Provided information:
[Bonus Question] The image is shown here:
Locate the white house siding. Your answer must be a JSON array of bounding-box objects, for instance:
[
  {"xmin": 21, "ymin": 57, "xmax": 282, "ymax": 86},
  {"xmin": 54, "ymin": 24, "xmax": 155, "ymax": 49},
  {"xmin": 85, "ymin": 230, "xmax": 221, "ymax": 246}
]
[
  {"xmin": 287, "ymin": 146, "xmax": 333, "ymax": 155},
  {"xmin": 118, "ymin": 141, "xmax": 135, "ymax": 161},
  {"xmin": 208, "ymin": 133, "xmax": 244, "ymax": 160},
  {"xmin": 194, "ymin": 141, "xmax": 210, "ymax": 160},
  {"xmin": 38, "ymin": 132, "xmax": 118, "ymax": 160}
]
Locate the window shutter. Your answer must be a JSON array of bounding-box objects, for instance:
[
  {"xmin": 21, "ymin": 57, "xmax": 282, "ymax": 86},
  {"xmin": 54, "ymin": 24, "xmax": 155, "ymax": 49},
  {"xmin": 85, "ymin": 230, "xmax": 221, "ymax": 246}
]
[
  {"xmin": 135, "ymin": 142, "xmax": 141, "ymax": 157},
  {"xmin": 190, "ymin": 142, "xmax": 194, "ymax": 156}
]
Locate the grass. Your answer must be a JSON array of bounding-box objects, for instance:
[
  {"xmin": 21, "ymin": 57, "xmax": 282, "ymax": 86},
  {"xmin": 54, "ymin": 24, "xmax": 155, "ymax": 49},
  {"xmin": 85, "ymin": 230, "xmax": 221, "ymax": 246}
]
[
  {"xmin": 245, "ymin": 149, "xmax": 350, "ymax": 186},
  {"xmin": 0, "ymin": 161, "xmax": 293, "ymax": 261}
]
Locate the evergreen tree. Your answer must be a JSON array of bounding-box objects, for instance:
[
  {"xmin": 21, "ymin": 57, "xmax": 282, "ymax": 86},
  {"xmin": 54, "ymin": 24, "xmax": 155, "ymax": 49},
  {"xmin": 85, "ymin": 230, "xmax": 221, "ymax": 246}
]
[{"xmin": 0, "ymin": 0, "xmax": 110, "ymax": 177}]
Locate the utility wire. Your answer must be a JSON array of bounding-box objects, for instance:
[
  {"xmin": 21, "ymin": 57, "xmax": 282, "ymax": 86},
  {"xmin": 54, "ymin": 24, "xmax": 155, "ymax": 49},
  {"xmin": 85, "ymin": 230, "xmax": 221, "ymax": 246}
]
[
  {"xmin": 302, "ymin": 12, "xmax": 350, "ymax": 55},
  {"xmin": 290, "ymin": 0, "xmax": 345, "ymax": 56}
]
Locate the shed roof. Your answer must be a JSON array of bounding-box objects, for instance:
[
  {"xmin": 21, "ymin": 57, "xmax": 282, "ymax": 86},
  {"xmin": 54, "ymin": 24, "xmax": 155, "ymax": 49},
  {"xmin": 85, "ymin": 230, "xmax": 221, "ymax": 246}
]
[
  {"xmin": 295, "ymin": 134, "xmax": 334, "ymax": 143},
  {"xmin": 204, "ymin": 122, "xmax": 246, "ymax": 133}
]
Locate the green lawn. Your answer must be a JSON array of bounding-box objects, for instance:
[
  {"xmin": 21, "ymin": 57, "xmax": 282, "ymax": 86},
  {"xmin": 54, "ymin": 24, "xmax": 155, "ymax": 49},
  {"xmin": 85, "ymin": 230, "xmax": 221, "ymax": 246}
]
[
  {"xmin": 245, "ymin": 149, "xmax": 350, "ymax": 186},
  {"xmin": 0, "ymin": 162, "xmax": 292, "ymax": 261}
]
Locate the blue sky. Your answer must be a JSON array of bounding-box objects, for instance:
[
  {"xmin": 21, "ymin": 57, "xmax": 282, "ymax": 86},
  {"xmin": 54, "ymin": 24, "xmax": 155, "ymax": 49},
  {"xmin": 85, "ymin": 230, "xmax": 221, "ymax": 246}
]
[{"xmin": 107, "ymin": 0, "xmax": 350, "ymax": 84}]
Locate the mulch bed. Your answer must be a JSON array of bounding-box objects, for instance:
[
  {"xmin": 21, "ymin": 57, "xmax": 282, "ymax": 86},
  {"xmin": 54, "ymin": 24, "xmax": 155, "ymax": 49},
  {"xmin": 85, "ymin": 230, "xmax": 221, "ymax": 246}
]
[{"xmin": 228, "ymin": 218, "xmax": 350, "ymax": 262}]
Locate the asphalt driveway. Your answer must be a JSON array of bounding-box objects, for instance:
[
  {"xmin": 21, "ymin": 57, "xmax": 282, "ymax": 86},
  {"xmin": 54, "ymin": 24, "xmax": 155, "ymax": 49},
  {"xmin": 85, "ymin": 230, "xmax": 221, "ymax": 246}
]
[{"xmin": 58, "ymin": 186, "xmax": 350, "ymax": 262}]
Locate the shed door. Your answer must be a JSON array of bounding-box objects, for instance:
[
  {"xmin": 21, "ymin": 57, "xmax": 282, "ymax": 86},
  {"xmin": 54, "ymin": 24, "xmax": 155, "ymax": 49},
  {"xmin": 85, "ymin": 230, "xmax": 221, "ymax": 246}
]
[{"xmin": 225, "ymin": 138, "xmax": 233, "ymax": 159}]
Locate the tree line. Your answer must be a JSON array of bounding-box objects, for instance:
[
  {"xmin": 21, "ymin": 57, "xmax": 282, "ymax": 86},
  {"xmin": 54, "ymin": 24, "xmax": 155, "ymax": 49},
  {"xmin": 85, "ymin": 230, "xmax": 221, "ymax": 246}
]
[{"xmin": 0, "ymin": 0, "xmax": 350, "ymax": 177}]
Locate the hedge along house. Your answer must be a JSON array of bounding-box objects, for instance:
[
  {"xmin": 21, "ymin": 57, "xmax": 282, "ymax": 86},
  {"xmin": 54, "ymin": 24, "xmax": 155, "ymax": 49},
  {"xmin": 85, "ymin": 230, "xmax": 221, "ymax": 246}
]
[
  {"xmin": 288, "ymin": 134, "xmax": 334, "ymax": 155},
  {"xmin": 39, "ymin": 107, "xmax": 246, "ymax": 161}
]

Given instruction:
Please find every line in the records above that contains the word "tree" and copy each of those lines. Matches are case-sensitive.

Reply:
Locate the evergreen tree. Your answer must be a JSON array of bounding-box objects, for instance:
Locate the tree line. Your answer must be a JSON array of bounding-box objects, for instance:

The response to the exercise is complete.